◆ **Tasks to carry out**:
- a) In the announcement about LioniX and the AMC, why is the TriPleX platform said to be extremely suitable for OCT modules? Answer in one to three sentences.
- b) In the announcement about LioniX and the AMC, what is the name of the EU-funded Eurostars proposal in which both parties are participating?
- c) Extend the announcement about LioniX and the AMC by writing what comes after its final sentence.

◆ **Excerpt to read**:
^^^^
LioniX Strengthens PIC Partnership
Collaboration with the Academic Medical Centre (AMC) of the University of Amsterdam looks forward to clinical testing of PIC-based optical coherence tomography modules
LioniX International (LXI) and Academic Medical Centre (AMC) of the University of Amsterdam have strengthened the collaboration of their activities in the field of PIC-based Optical Coherence Tomography (OCT) modules.
Their agreement accelerates the development of PIC based OCT modules with a clear link to the clinical testing. Furthermore, both parties are participating in an EU funded Eurostars proposal (OCTIC), that will further integrate the OCT system by hybridly integrating the laser source into the OCT module.
LXI's TriPleX PIC platform is based on silicon nitride realised by Low Pressure Chemical Vapour Deposition. With its low loss properties over a broad wavelength range, TriPleX is said to be extremely suitable for OCT modules in a variety of wavelength ranges. (The latest status of the development at LXI will be presented during Photonics West.)
“Our PIC based technology enables handheld OCT modules for a broad range of applications", says Hans van den Vlekkert, CEO of LXI. "With AMC we have found a partner that supports our OCT module development with their state of the art expertise and a clear link to the clinic."
^^^^
◆ **Data under study**:
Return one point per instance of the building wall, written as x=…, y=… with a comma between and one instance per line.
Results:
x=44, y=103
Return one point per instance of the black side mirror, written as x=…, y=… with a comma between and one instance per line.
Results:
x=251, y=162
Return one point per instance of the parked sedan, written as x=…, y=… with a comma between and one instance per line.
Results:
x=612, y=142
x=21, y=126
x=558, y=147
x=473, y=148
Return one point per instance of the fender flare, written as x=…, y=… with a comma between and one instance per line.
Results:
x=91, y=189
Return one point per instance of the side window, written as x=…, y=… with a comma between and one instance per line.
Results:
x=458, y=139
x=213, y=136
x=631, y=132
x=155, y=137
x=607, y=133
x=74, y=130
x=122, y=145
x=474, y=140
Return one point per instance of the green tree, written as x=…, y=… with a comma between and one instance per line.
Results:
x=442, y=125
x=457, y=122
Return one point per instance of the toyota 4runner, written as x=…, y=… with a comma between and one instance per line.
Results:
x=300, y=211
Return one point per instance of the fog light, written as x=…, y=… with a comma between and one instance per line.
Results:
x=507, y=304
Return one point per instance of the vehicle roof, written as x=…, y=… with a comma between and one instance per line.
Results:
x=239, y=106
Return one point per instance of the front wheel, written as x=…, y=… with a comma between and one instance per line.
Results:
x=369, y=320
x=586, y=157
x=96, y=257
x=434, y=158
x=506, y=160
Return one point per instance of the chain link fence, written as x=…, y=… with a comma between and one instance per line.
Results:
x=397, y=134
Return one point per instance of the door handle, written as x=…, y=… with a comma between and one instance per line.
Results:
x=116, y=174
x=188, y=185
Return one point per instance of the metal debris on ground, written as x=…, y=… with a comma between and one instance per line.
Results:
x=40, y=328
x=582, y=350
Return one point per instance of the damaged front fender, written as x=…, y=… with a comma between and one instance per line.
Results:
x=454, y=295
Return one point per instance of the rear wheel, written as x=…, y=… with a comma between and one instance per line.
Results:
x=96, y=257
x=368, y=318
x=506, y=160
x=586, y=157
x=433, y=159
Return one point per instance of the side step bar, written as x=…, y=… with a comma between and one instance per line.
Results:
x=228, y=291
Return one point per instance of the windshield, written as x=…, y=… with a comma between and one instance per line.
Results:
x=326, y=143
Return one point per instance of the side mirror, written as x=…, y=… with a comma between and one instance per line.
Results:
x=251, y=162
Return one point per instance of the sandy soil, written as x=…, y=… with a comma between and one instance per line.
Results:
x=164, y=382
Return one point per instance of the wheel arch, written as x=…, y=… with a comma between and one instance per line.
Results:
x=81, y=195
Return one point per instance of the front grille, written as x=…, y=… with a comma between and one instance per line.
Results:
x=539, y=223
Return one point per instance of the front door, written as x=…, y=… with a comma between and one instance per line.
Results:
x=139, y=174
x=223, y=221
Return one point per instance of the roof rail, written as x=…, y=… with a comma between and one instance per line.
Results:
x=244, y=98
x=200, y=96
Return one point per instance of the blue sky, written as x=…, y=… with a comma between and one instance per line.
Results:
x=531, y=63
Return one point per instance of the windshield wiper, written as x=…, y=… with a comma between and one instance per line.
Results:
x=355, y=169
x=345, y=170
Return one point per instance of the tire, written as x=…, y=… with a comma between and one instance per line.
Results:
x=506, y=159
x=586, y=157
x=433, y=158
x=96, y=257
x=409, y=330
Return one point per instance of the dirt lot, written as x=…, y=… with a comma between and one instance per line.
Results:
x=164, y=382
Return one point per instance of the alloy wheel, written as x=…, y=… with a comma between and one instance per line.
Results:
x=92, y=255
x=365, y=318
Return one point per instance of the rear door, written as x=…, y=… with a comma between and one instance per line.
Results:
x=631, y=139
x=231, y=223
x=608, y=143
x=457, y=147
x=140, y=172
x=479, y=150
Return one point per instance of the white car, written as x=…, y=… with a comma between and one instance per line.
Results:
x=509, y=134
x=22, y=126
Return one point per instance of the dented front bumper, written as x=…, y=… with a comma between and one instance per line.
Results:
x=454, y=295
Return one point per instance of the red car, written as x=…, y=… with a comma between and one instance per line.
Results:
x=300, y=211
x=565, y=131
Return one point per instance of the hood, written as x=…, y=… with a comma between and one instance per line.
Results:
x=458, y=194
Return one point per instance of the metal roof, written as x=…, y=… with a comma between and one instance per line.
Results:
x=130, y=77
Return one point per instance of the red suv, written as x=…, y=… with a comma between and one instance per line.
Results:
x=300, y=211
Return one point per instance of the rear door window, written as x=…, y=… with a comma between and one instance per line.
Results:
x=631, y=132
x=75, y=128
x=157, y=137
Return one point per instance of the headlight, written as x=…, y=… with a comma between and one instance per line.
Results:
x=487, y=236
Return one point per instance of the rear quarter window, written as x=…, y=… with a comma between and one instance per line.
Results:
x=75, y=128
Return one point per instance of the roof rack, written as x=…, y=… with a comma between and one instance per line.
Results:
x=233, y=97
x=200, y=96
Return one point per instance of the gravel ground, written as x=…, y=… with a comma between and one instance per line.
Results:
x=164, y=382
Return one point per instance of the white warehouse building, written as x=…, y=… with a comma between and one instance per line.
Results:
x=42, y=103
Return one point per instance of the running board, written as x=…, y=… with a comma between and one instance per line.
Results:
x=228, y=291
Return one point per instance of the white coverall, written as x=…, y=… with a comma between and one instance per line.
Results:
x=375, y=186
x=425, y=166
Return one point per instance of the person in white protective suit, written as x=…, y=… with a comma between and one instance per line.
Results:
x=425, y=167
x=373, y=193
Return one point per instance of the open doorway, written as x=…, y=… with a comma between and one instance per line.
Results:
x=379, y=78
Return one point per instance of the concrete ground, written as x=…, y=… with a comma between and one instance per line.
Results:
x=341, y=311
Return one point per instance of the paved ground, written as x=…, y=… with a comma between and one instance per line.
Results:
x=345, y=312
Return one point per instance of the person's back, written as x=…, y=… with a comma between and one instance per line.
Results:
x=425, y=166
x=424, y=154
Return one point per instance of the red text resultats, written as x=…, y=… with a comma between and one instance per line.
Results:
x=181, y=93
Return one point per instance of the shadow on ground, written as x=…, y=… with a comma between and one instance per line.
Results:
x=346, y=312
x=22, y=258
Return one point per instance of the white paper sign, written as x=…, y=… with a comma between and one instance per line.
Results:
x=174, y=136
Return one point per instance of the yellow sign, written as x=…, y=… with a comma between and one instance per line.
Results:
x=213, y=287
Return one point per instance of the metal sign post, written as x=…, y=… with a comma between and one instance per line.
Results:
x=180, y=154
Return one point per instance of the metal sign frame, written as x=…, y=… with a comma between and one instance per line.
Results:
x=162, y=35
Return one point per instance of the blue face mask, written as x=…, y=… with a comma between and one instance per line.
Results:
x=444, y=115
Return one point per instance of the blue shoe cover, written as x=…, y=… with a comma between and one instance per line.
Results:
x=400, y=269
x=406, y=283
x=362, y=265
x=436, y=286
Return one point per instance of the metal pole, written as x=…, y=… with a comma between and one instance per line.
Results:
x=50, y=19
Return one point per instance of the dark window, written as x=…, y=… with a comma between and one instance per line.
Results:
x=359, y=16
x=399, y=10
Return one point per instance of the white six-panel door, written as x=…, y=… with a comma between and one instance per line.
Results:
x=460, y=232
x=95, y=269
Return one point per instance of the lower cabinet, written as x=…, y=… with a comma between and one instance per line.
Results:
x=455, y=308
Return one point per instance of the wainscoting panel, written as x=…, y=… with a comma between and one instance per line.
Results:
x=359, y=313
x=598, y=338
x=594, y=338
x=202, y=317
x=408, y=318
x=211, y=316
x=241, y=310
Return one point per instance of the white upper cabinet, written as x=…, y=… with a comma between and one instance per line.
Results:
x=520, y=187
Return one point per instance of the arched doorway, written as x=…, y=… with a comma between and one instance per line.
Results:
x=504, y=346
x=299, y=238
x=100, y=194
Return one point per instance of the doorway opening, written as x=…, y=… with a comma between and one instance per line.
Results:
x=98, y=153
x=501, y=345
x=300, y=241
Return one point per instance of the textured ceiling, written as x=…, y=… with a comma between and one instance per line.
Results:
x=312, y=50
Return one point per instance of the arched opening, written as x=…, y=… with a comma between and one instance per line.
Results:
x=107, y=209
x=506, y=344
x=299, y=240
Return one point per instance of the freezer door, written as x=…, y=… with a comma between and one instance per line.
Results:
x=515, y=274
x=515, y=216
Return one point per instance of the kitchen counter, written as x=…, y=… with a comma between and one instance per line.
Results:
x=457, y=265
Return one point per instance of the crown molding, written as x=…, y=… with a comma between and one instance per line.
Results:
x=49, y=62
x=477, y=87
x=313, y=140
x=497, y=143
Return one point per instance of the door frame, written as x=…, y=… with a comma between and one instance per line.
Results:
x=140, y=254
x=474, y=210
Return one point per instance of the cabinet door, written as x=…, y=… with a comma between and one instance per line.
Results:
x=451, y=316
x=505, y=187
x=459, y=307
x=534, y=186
^^^^
◆ **Answers for the tasks**:
- a) TriPleX is said to be extremely suitable for OCT modules because its low loss properties hold over a broad wavelength range. That lets it serve OCT modules in a variety of wavelength ranges.

- b) OCTIC.

- c)
Within the Biomedical Engineering & physics department of the AMC, the application of light in medicine is a major research topic. Optical Coherence Tomography (OCT) is one of the main imaging modalities that is being used both for basic and clinical research.
“OCT is the ‘work horse’ of the biomedical photonics research field“, says Ton van Leeuwen, head of the department. “Integrating the components in photonics chips will further increase both the technical and the clinical capabilities of OCT. Furthermore, PICS based OCT will not only make the current applications cheaper but also broaden the application scope."
The Academic Medical Centre of the University of Amsterdam is one of the leading research institutions in the Netherlands, as well as one of its largest hospitals. The research of the Biomedical Photonics group focuses on the physics of the interaction of light with tissue to gather quantitative, functional and molecular information.